**What is asked**
Reproduce, word for word, the lines of the records below that run from the line containing "Keypoint guideline: for each instance of the white bed" through the end of the records, both ends included. Omit the pictures from your answer.

--- Start of Exercise data ---

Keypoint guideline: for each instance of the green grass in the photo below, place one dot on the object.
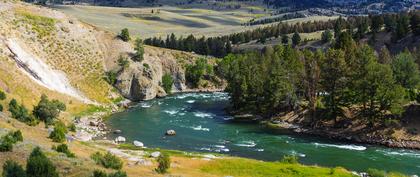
(43, 26)
(246, 167)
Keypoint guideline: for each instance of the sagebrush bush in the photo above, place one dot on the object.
(107, 160)
(164, 163)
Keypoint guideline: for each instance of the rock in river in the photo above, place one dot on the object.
(155, 154)
(170, 132)
(138, 144)
(119, 139)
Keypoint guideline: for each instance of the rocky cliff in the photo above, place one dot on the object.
(143, 80)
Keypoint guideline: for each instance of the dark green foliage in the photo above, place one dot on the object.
(291, 159)
(406, 72)
(99, 173)
(125, 35)
(39, 165)
(164, 163)
(263, 84)
(20, 113)
(138, 47)
(7, 141)
(110, 77)
(72, 127)
(59, 133)
(195, 72)
(326, 36)
(167, 83)
(123, 62)
(48, 110)
(376, 173)
(415, 23)
(296, 39)
(333, 82)
(377, 21)
(63, 148)
(107, 160)
(13, 169)
(285, 39)
(2, 95)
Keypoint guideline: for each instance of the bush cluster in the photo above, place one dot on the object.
(107, 160)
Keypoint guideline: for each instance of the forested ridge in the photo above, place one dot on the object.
(398, 25)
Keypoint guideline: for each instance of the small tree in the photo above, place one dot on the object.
(138, 56)
(125, 35)
(107, 160)
(296, 39)
(285, 39)
(167, 83)
(123, 62)
(47, 110)
(164, 163)
(326, 36)
(39, 165)
(59, 133)
(13, 169)
(63, 148)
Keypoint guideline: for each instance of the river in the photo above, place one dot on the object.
(202, 126)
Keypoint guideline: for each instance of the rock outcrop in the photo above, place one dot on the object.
(143, 80)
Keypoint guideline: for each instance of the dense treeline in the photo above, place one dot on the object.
(275, 19)
(215, 46)
(347, 76)
(399, 25)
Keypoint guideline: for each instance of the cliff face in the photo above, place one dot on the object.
(143, 80)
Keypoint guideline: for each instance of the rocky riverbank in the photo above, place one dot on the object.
(348, 136)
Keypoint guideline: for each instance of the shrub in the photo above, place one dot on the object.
(107, 160)
(376, 173)
(2, 95)
(123, 62)
(164, 163)
(63, 148)
(47, 110)
(59, 133)
(13, 169)
(125, 35)
(20, 113)
(99, 173)
(167, 83)
(292, 159)
(72, 127)
(8, 140)
(39, 165)
(138, 56)
(110, 77)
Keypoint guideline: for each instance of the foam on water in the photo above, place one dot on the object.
(350, 147)
(199, 128)
(203, 115)
(246, 144)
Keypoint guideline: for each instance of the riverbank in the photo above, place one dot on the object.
(395, 135)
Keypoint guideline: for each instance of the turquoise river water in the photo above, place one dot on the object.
(202, 126)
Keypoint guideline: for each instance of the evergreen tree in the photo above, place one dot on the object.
(296, 39)
(333, 73)
(125, 35)
(39, 165)
(47, 110)
(13, 169)
(406, 72)
(138, 56)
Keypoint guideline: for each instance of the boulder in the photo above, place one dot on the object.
(138, 144)
(170, 132)
(119, 139)
(155, 154)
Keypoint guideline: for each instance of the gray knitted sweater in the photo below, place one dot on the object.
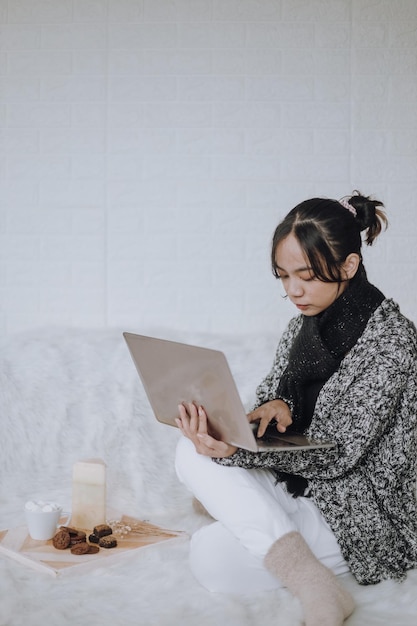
(366, 487)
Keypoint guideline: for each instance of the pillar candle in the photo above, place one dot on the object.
(88, 494)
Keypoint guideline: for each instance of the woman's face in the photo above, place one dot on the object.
(310, 295)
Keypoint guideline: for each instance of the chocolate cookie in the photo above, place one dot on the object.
(109, 541)
(81, 548)
(79, 537)
(102, 530)
(61, 540)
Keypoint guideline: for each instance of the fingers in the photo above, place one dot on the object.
(191, 420)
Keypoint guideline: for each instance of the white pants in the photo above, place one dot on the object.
(252, 513)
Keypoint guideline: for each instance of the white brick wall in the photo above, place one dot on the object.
(149, 147)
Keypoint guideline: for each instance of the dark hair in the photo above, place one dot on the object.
(328, 231)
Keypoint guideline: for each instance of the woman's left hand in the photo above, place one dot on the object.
(192, 422)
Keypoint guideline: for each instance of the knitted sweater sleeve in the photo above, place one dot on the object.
(355, 408)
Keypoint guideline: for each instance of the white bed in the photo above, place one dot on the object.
(67, 395)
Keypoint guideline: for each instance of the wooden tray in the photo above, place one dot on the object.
(41, 555)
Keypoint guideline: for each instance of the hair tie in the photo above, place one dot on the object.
(346, 204)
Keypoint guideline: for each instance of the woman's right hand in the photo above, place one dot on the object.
(277, 410)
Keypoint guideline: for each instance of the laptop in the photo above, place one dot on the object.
(173, 373)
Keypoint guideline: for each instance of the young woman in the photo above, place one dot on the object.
(345, 370)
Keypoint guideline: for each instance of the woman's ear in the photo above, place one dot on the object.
(350, 265)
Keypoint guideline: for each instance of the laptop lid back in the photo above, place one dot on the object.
(173, 373)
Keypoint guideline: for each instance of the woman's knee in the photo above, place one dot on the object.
(222, 564)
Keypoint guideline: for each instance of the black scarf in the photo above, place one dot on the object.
(316, 353)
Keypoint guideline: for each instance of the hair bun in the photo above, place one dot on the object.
(369, 215)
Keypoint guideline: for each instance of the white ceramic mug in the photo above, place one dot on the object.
(42, 519)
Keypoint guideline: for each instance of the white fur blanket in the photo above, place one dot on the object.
(67, 395)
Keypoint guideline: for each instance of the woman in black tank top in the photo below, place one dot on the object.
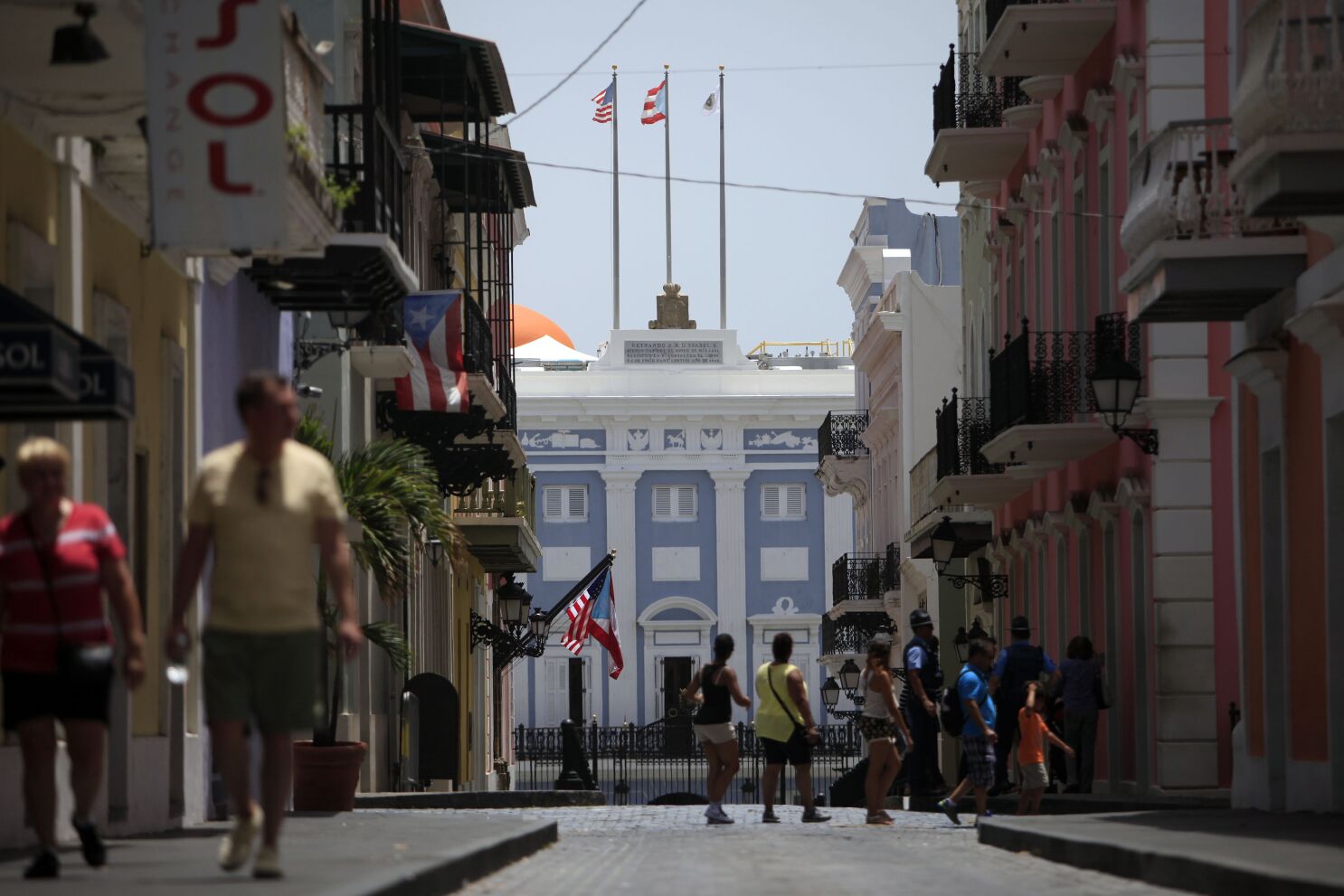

--- End of Exercise data ---

**Reply to the task**
Keypoint guideline: for each instance of the white bed in the photo above, place one dot on the object.
(67, 395)
Keypoint guideline: for each instance of the wooden tray in the photo above, place one dot on the object.
(41, 555)
Keypoint guideline: for each instance of the hair tie in the photo above, place one dot on the object.
(346, 204)
Keypoint guideline: for each instance of the woman's right hand in the photo above, place one dot on the object.
(277, 410)
Keypoint guideline: for each instance of the laptop in the photo above, place one dot on the object.
(173, 373)
Keypoint guideline: for each instance of the young woman in the photo above, place one dot on the object.
(345, 370)
Keypoint guideline: for each instance of the woman's ear in the photo above, place one dot on the object.
(350, 265)
Keypoint guideline: for each instance of the laptop lid back in the photo above, place one dot on the object.
(173, 373)
Keypoint guideline: for each instance of the woman's knee in the photo above, place one dot on the object.
(222, 564)
Keypoint guideline: for each instance of the black scarf in the photo above, place one dot on the object.
(316, 353)
Keypoint guideline: for each instance of the hair bun in the photo above, place one dot on the object.
(369, 215)
Keypoint guideline: for each instance of the white ceramic mug in the photo above, place one dot on the object.
(42, 519)
Keypoint guideline: for each instance of the white fur blanket in the photo above, place one dot on the object.
(67, 395)
Keypoint guideline: for each instance of the woman in black tank top in the photo below, place one dot on the object.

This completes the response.